» What you need to do
Copy out the part of the records below that opens with the line containing "blazer. Give the box" and closes with the line containing "[68,360,472,737]", including both of those lines. Leave the pictures out of your answer.

(Detection records)
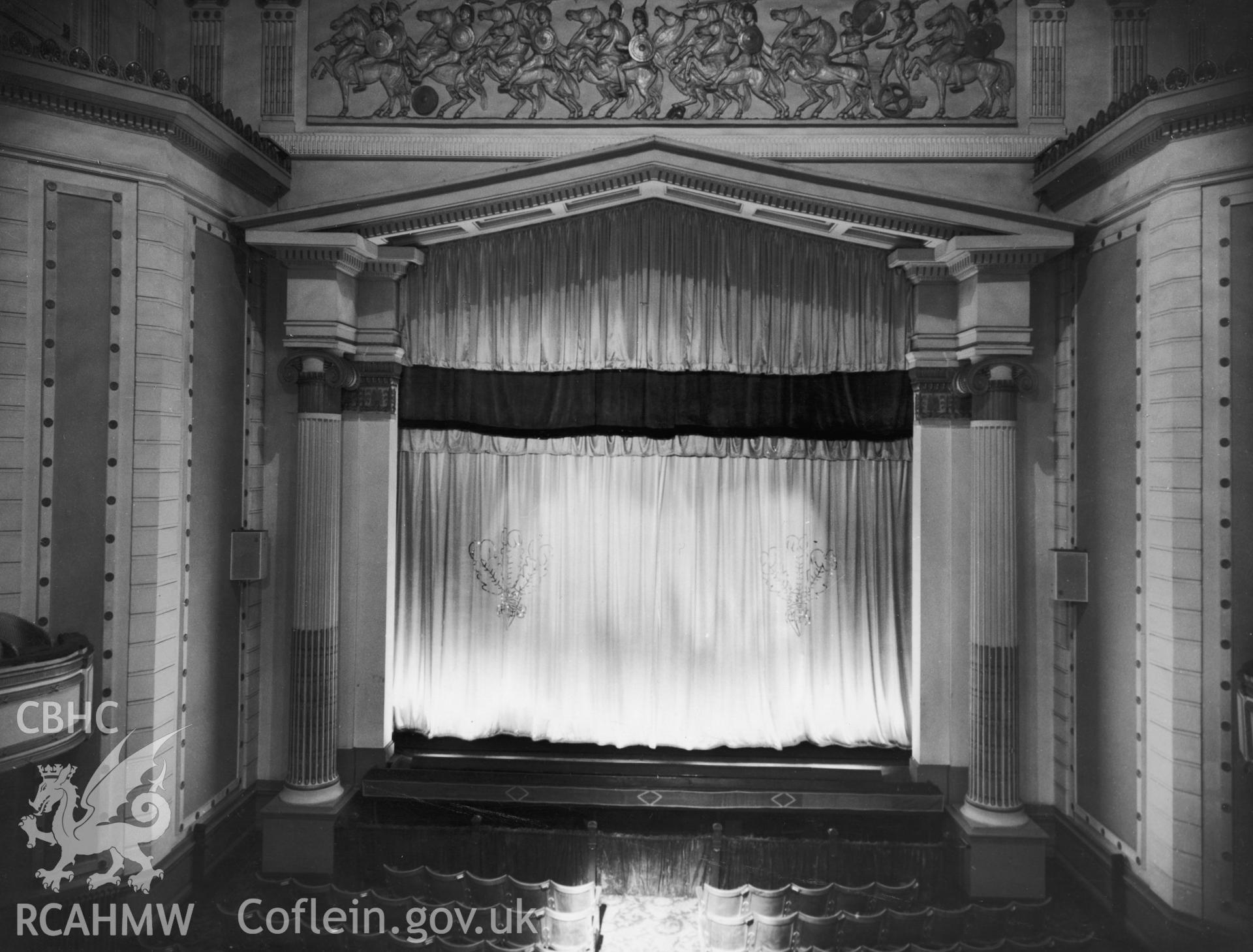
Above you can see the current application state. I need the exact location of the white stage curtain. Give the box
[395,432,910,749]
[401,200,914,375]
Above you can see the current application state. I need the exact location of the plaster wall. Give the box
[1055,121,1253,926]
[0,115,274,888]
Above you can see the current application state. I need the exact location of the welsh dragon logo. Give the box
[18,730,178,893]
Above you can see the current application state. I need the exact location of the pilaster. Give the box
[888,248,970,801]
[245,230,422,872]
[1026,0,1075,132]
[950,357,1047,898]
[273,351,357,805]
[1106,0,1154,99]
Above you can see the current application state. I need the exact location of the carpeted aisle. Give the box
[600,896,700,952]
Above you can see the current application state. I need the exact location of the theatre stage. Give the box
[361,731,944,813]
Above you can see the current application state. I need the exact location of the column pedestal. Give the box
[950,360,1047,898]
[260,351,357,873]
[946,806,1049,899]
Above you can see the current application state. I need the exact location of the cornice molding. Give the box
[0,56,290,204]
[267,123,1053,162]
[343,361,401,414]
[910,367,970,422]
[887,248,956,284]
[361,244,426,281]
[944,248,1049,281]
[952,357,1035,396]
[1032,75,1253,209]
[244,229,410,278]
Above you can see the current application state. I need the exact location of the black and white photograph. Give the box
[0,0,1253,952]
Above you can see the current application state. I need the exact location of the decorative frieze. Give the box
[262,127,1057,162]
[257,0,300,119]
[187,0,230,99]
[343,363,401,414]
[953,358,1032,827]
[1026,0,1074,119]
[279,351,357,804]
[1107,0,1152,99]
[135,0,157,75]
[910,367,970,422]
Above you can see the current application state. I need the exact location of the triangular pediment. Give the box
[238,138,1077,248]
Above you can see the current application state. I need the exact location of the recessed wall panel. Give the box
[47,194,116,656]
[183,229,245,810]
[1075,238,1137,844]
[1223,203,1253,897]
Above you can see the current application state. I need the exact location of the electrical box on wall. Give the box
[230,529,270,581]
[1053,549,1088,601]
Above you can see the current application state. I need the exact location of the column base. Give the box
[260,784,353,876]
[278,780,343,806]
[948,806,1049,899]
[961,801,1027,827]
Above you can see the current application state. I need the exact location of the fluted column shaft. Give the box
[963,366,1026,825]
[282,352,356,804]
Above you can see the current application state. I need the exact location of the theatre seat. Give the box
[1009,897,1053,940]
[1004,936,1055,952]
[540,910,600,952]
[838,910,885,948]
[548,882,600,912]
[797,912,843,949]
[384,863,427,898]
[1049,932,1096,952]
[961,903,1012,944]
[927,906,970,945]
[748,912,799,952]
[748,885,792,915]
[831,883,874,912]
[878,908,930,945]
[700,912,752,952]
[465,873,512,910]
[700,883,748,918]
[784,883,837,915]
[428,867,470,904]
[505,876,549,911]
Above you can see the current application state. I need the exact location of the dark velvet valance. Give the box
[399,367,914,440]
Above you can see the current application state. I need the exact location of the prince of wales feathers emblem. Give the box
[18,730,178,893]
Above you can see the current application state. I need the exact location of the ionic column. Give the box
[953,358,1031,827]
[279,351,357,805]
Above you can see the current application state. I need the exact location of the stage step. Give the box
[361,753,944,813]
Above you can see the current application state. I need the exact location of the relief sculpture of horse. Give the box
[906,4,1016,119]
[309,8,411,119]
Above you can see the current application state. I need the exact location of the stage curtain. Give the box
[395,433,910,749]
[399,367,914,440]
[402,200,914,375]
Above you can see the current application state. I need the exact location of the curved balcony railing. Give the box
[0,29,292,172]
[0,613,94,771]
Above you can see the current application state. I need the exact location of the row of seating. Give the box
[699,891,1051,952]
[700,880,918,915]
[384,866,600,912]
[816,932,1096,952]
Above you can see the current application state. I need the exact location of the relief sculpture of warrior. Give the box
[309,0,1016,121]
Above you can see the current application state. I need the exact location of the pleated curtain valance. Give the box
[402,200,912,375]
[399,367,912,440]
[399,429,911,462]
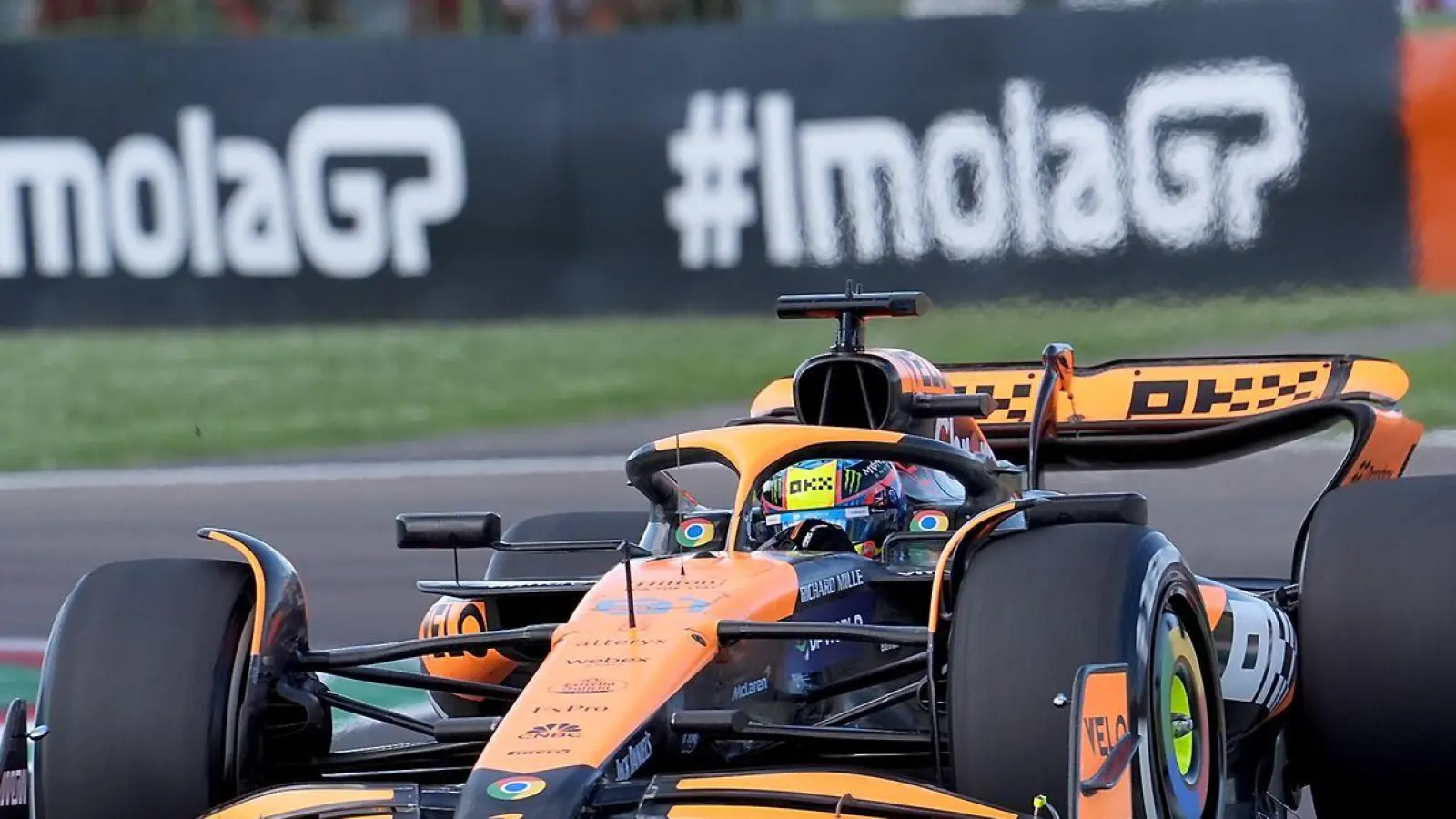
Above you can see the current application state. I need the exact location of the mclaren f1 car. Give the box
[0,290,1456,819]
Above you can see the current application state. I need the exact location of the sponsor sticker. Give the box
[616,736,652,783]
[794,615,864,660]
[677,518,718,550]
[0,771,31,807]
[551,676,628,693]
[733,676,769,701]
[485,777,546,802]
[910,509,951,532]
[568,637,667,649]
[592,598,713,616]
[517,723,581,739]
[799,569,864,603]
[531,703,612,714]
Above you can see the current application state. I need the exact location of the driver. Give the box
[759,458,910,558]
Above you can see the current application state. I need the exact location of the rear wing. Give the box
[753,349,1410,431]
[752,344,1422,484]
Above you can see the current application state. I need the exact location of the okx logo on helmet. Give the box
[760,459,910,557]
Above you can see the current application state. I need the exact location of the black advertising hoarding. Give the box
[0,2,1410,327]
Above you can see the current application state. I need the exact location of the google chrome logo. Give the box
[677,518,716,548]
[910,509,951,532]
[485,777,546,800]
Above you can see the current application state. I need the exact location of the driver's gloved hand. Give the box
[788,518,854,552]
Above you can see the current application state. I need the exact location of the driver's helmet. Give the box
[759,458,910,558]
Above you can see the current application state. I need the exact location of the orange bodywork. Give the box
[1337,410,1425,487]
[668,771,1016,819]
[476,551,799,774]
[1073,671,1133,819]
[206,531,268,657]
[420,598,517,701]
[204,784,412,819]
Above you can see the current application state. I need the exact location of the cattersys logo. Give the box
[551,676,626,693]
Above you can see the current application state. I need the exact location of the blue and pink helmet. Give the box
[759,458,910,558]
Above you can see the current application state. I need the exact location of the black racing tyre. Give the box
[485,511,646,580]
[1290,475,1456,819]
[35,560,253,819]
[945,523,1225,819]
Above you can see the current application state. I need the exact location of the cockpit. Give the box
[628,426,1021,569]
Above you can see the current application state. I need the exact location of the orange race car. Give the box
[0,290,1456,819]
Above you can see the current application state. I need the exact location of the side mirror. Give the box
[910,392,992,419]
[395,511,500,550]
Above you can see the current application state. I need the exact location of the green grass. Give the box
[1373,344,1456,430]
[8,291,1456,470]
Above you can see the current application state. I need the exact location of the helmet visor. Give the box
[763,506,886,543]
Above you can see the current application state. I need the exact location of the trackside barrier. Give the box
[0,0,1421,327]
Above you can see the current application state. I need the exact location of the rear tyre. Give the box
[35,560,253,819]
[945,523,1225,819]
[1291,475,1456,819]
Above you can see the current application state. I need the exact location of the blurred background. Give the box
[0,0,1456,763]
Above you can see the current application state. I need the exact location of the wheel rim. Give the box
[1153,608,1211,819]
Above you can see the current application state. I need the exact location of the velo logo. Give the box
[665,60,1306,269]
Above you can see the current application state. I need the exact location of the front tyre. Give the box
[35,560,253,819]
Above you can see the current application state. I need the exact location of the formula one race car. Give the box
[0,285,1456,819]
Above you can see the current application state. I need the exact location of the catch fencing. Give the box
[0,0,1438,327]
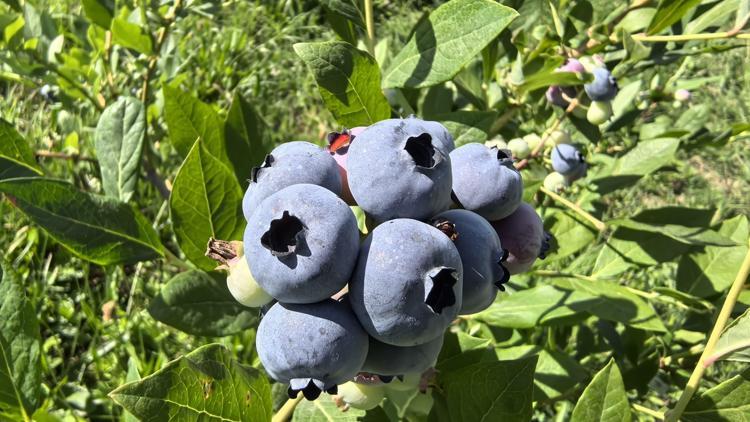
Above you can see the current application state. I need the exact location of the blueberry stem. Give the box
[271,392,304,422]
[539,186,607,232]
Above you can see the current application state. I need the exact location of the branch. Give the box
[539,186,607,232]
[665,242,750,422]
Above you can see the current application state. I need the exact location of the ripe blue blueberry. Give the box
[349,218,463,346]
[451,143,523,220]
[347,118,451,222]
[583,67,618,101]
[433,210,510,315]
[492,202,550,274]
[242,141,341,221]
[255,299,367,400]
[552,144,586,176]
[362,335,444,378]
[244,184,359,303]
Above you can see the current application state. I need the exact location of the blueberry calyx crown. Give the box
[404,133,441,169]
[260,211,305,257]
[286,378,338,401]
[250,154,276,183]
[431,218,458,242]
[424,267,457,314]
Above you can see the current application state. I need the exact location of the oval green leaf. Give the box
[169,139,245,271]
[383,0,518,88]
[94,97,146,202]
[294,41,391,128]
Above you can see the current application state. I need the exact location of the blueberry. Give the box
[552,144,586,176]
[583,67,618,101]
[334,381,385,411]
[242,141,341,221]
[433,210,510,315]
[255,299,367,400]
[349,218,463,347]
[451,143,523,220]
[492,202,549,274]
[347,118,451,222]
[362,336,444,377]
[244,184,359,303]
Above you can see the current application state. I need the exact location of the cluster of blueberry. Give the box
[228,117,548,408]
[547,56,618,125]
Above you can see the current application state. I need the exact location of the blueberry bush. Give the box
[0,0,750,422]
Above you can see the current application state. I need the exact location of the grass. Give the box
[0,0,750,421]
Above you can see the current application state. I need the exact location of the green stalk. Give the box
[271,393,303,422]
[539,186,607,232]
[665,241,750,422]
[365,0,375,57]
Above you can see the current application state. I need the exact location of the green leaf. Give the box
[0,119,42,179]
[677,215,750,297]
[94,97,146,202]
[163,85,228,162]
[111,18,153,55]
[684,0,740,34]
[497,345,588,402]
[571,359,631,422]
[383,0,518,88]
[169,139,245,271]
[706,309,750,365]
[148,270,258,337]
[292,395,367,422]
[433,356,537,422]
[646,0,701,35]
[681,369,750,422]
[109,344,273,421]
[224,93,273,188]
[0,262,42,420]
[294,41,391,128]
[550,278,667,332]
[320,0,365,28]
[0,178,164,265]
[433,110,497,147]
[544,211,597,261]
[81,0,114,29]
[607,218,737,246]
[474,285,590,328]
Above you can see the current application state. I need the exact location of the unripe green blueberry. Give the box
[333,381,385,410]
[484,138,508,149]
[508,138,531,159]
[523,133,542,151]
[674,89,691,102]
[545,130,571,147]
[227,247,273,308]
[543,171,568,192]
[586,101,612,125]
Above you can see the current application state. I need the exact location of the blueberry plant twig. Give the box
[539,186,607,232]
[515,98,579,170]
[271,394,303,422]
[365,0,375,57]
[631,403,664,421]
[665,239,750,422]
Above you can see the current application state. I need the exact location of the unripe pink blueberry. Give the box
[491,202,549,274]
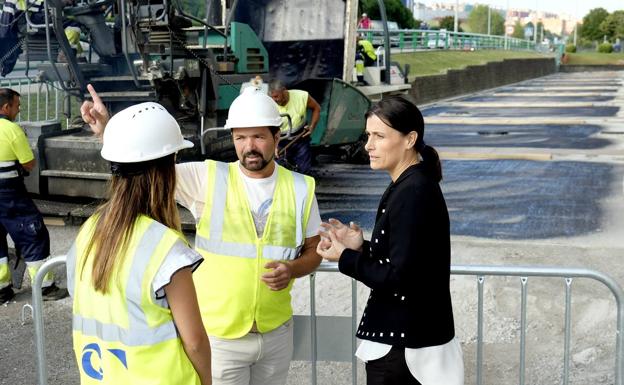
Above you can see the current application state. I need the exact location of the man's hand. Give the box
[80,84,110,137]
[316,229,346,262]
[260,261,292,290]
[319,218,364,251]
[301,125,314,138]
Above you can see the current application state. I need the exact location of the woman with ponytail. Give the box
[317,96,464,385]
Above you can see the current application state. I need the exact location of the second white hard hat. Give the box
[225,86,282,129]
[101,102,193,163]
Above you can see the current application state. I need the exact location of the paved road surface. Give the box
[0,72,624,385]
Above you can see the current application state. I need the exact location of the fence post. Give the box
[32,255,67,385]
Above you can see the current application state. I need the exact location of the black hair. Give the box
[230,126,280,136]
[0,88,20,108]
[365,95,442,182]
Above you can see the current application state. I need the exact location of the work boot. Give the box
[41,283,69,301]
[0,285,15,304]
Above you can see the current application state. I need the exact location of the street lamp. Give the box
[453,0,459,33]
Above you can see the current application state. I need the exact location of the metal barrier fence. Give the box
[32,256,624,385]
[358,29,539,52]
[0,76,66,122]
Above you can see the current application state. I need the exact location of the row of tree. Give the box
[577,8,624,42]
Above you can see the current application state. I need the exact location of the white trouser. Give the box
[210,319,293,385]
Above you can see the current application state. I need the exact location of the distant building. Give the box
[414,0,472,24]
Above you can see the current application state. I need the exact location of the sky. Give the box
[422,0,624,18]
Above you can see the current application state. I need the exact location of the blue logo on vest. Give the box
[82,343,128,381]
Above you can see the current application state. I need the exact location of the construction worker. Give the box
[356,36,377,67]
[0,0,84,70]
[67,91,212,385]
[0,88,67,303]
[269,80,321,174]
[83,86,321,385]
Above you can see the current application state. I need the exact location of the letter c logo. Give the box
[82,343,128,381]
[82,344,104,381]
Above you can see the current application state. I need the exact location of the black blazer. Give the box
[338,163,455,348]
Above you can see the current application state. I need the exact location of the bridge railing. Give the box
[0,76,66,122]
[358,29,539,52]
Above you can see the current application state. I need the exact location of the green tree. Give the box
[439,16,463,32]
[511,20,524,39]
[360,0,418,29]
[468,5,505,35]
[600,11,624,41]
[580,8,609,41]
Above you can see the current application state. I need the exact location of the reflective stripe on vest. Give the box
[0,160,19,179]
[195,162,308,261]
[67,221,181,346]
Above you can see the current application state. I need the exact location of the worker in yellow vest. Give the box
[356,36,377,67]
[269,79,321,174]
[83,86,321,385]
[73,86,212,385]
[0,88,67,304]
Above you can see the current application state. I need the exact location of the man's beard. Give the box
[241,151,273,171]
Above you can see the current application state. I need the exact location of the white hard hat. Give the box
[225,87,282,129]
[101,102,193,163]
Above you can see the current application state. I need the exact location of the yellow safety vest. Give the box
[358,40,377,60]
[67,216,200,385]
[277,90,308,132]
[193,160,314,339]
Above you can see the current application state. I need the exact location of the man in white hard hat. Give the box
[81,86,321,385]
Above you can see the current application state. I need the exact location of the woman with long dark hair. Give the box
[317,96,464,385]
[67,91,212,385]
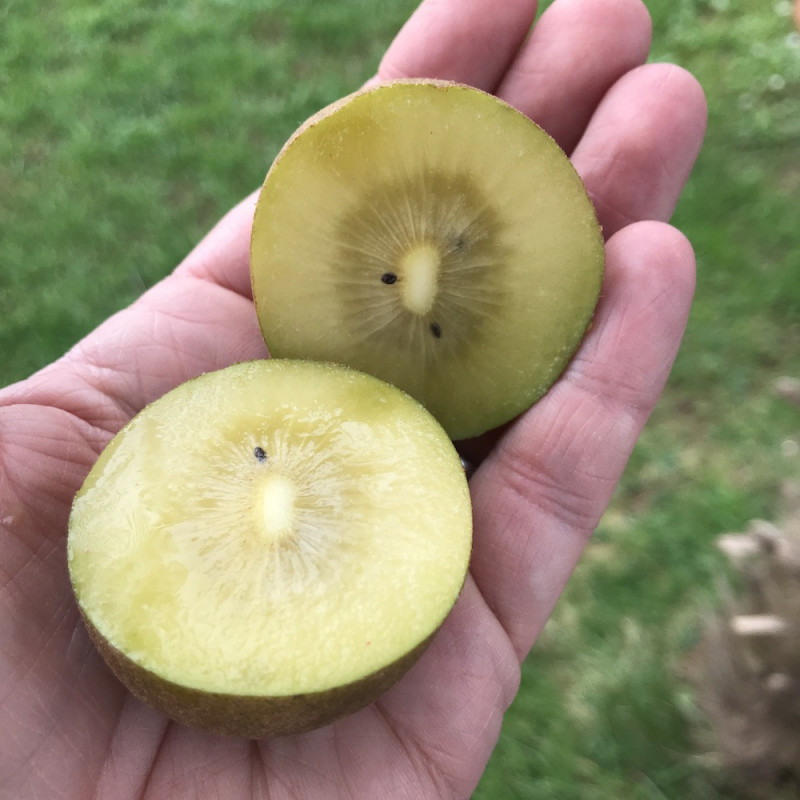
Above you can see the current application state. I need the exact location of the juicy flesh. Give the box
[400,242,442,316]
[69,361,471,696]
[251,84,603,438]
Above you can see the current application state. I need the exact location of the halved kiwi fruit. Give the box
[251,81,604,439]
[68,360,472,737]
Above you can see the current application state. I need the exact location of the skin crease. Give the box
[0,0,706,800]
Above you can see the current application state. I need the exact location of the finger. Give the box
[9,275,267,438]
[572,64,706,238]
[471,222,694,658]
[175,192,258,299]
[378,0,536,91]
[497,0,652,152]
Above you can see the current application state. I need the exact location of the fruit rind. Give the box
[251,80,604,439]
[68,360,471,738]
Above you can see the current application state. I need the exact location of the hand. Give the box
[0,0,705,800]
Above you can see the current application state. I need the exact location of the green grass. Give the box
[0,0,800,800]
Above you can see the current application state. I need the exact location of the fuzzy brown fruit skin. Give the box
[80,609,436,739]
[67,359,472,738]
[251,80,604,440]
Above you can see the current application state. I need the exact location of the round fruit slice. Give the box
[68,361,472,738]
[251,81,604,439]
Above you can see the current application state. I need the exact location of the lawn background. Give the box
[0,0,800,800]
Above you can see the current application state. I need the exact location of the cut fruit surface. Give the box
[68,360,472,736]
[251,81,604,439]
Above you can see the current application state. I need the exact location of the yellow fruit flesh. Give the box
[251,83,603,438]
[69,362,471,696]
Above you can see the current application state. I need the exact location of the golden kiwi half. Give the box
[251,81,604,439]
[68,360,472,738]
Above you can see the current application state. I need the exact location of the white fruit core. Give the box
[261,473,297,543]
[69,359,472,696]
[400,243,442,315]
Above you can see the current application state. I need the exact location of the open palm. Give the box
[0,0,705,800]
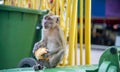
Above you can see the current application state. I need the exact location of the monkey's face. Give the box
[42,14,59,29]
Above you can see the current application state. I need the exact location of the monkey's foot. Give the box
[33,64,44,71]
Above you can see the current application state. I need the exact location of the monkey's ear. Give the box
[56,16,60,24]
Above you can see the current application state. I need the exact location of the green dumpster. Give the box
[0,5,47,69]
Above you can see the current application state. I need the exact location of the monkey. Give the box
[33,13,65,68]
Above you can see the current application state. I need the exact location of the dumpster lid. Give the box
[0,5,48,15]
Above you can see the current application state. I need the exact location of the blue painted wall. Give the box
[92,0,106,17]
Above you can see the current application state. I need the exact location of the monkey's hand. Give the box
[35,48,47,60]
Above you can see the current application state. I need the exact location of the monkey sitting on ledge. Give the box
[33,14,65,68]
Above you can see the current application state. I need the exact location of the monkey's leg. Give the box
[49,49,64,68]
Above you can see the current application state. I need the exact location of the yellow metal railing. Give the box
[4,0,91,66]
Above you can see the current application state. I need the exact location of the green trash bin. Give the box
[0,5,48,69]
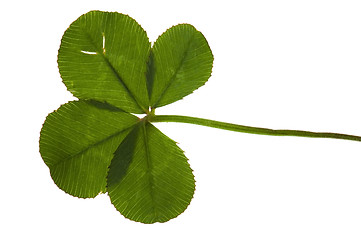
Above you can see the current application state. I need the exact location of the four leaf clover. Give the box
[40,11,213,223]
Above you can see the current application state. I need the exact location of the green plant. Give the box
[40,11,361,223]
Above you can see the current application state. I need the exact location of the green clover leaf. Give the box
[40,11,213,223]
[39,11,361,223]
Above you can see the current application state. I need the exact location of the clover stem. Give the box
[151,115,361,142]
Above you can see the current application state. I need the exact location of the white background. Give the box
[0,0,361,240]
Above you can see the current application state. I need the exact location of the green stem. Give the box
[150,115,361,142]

» Written response
Above you can see the current application state. I need the exact location of the black blazer. Give the box
[338,163,455,348]
Above you can see the current application state. I need the exact location of the bridge railing. Give the box
[0,76,66,122]
[358,29,539,52]
Above you can see the current application state. I need the exact location of the green tree. Give the box
[439,16,463,32]
[511,20,524,39]
[360,0,418,29]
[468,5,505,35]
[600,11,624,41]
[580,8,609,41]
Above you can see the current application state. I need the exact location of the reflective stripe on vest. Give the box
[0,160,19,179]
[195,162,308,261]
[67,221,181,346]
Above you can see the current application state. I need the exact location of the worker in yellow vest. Give the box
[356,36,377,67]
[269,79,321,174]
[83,86,321,385]
[73,86,212,385]
[0,88,67,304]
Above you can see the current application state. I need the exact location of the man's beard. Give the box
[241,151,273,171]
Above you can see the current application state. I need the exact location of the white hard hat. Give the box
[225,87,282,129]
[101,102,193,163]
Above you can see the current application state. I need the exact location of the yellow safety vest. Give the box
[358,40,377,60]
[67,216,200,385]
[277,90,308,132]
[193,160,314,339]
Above you can see the current application state. I need the exact location of the man in white hard hat. Give the box
[81,86,321,385]
Above you can see the current application state. I need the exact location of the woman with long dark hair. Give the box
[317,96,464,385]
[67,91,212,385]
Above you can see the current application state. I need the exact location of the juicy flesh. Give the box
[400,242,442,316]
[69,361,471,696]
[251,84,603,438]
Above you can see the current application state. I need the exact location of the halved kiwi fruit. Give the box
[251,81,604,439]
[68,360,472,737]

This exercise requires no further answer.